INSTRUCTIONS TO FOLLOW:
Answer these questions about the firewall forum post:
(a) Which chain does dtw say knockd should change instead of the INPUT chain?
(b) What message does the next router send to the contacting host if your computer is offline?
(c) What does a client normally receive that tells it right away that a host doesn't offer a service?

Re: brain0's simple stateful firewall - knockd & stealth

dtw wrote:

I added a bit to the wiki page about using knockd with this firewall - is what I wrote "correct"?  It makes sense to me to make changes to the open chain with knockd rather than to the INPUT chain as that is the whole point of the open chain, is it not?

It seems correct. And you are right, it is exactly the way the open chain is supposed to be used. But (after reading your other thread) I am wondering if netfilter is blocking the knocks itself. If knockd is parsing all network traffic (like pcap for example) it will see the knocks even if netfilter blocks them. But if it just listens on the ports in question, your knocks will be blocked.

I was also wondering about the REJECT commands:

# iptables -A INPUT -p tcp -j REJECT --reject-with tcp-reset 
# iptables -A INPUT -p udp -j REJECT --reject-with icmp-port-unreachable 

I know that some people prefer to the stealth approach whereby such packets are DROPped rather than REJECTed and that others think that "stealth" is a load of rubbish.  Presumably you could just change those REJECTs to DROPs if you so wished?

The two rules above behave exactly the way Linux behaves if there is no firewall configured.
There is no stealth on the internet. If your computer is offline, the next router will notify the host trying to contact you (icmp-host-unreachable). If you are online and DROP packets, you will gain nothing, but you will be a part of destroying the internet *g. IF for example a packet is sent to you to open a new TCP connection, the client will wait several minutes before running into a timeout. The normal behaviour would be to receive a TCP-reset so it knows immediately that the host doesn't offer a service.
People/vendors who claim that their firewall settings will make you appear invisible are simply lying or don't know what they are talking about.

Stored records:
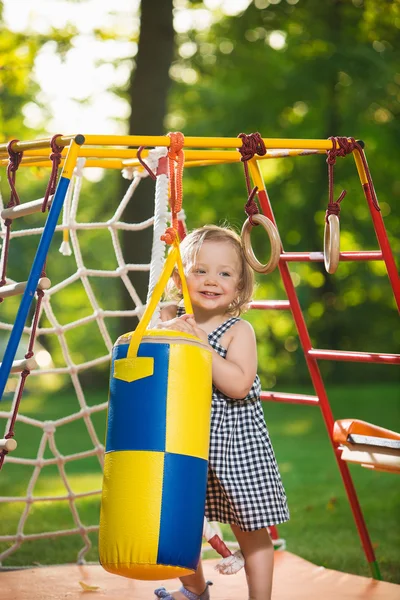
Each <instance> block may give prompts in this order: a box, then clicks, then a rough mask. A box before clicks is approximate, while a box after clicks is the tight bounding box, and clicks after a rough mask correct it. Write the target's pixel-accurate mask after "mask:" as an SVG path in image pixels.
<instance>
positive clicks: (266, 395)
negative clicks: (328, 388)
mask: <svg viewBox="0 0 400 600" xmlns="http://www.w3.org/2000/svg"><path fill="white" fill-rule="evenodd" d="M260 397H261V400H269V401H271V402H289V403H290V404H313V405H314V404H318V403H319V399H318V396H309V395H307V394H287V393H283V392H261V395H260Z"/></svg>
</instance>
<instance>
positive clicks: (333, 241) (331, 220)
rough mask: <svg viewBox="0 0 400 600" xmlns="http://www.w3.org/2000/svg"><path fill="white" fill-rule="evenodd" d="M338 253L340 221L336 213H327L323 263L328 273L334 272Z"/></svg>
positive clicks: (339, 241)
mask: <svg viewBox="0 0 400 600" xmlns="http://www.w3.org/2000/svg"><path fill="white" fill-rule="evenodd" d="M339 255H340V221H339V217H338V216H337V215H333V214H332V215H329V216H328V222H325V231H324V264H325V269H326V270H327V272H328V273H331V274H332V273H335V271H336V269H337V268H338V264H339Z"/></svg>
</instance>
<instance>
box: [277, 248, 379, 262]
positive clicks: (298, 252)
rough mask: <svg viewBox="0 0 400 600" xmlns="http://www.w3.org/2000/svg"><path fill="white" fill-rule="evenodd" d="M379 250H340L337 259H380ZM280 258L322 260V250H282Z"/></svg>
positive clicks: (283, 260) (316, 260)
mask: <svg viewBox="0 0 400 600" xmlns="http://www.w3.org/2000/svg"><path fill="white" fill-rule="evenodd" d="M382 259H383V256H382V252H381V251H380V250H360V251H351V252H341V253H340V254H339V260H340V261H343V262H348V261H352V260H355V261H357V260H382ZM280 260H283V261H285V262H324V253H323V252H283V253H282V254H281V257H280Z"/></svg>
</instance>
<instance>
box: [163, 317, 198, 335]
mask: <svg viewBox="0 0 400 600" xmlns="http://www.w3.org/2000/svg"><path fill="white" fill-rule="evenodd" d="M190 317H191V318H192V320H193V321H194V319H193V315H182V316H181V317H175V318H174V319H169V320H168V321H161V323H158V324H157V326H156V328H157V329H169V330H171V331H181V332H182V333H190V334H191V335H197V334H196V332H195V330H194V328H193V326H192V325H191V324H190V322H189V321H190Z"/></svg>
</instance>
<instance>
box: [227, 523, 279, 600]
mask: <svg viewBox="0 0 400 600" xmlns="http://www.w3.org/2000/svg"><path fill="white" fill-rule="evenodd" d="M231 527H232V531H233V533H234V534H235V537H236V539H237V541H238V542H239V546H240V549H241V551H242V553H243V556H244V558H245V561H246V562H245V567H244V568H245V571H246V577H247V585H248V588H249V600H271V591H272V574H273V569H274V546H273V544H272V541H271V538H270V537H269V533H268V530H267V529H258V530H257V531H242V530H241V529H239V527H237V525H231Z"/></svg>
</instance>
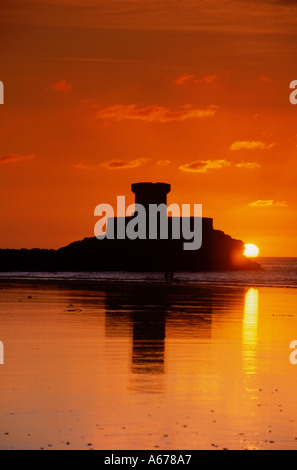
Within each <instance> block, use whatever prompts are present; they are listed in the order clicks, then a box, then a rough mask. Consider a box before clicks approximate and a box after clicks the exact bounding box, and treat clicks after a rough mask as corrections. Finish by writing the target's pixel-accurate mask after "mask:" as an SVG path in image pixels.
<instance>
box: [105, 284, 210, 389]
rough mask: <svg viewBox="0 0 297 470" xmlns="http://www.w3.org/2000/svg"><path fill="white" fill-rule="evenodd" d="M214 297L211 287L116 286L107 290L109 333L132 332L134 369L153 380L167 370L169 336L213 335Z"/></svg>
mask: <svg viewBox="0 0 297 470" xmlns="http://www.w3.org/2000/svg"><path fill="white" fill-rule="evenodd" d="M212 296H213V293H212V291H211V290H202V289H201V290H199V289H195V290H193V289H191V288H186V287H184V286H164V285H154V286H152V285H142V286H132V285H131V286H126V287H125V288H122V289H120V288H119V289H118V290H116V289H113V291H112V292H110V294H108V292H107V293H106V320H105V321H106V326H105V329H106V335H107V336H109V337H111V336H112V337H117V336H126V337H130V335H131V336H132V349H131V372H132V374H133V375H142V376H144V375H147V376H150V378H151V379H152V378H153V376H157V375H162V374H164V373H165V367H166V364H165V358H166V354H165V352H166V351H165V349H166V340H167V339H169V340H173V341H179V340H180V339H183V338H187V339H188V338H193V339H198V338H200V339H201V338H203V339H206V338H209V337H210V336H211V319H212ZM177 344H178V343H177ZM197 345H199V344H198V343H197ZM151 379H150V380H151ZM142 380H145V378H143V379H142ZM156 380H157V379H156ZM150 383H151V385H150V388H152V387H153V388H154V389H156V383H155V385H153V383H152V382H150ZM159 385H160V383H159ZM134 386H135V384H134ZM146 386H147V387H149V384H148V383H147V385H146ZM138 388H139V386H138Z"/></svg>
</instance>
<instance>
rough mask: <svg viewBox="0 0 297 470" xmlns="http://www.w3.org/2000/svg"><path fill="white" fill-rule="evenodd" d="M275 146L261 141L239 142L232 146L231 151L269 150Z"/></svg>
mask: <svg viewBox="0 0 297 470" xmlns="http://www.w3.org/2000/svg"><path fill="white" fill-rule="evenodd" d="M274 146H275V144H265V143H264V142H261V141H255V140H238V141H236V142H233V144H232V145H231V146H230V150H235V151H236V150H269V149H271V148H273V147H274Z"/></svg>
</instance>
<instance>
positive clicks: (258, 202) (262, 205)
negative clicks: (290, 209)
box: [249, 199, 288, 207]
mask: <svg viewBox="0 0 297 470" xmlns="http://www.w3.org/2000/svg"><path fill="white" fill-rule="evenodd" d="M249 206H251V207H273V206H275V207H288V203H287V201H278V202H274V200H273V199H266V200H265V199H259V200H258V201H254V202H251V203H250V204H249Z"/></svg>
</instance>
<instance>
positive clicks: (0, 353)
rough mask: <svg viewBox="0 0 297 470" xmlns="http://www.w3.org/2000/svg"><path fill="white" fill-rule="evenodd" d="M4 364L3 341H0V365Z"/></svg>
mask: <svg viewBox="0 0 297 470" xmlns="http://www.w3.org/2000/svg"><path fill="white" fill-rule="evenodd" d="M3 364H4V345H3V343H2V341H0V365H3Z"/></svg>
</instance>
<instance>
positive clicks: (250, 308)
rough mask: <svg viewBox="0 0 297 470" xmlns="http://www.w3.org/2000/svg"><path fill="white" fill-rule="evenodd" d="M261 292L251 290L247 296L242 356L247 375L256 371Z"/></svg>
mask: <svg viewBox="0 0 297 470" xmlns="http://www.w3.org/2000/svg"><path fill="white" fill-rule="evenodd" d="M258 310H259V291H258V289H253V288H251V289H250V290H249V291H248V292H247V293H246V296H245V305H244V317H243V331H242V354H243V369H244V371H245V372H246V373H247V374H253V373H255V371H256V350H257V344H258Z"/></svg>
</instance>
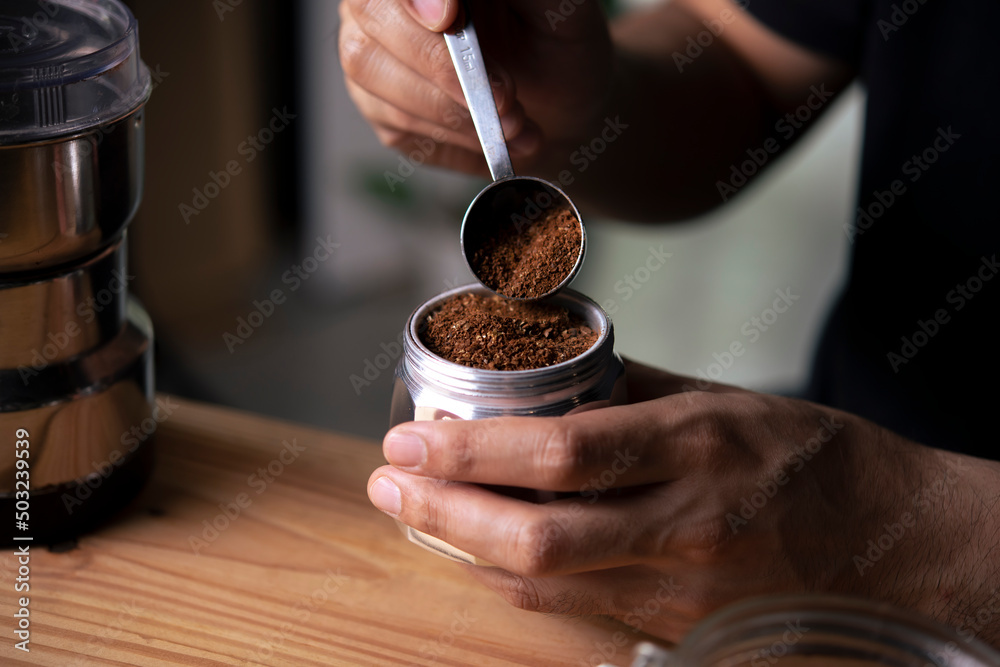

SOLUTION FOR THIS EXERCISE:
(a) The open chain.
(b) icmp-host-unreachable.
(c) A TCP-reset.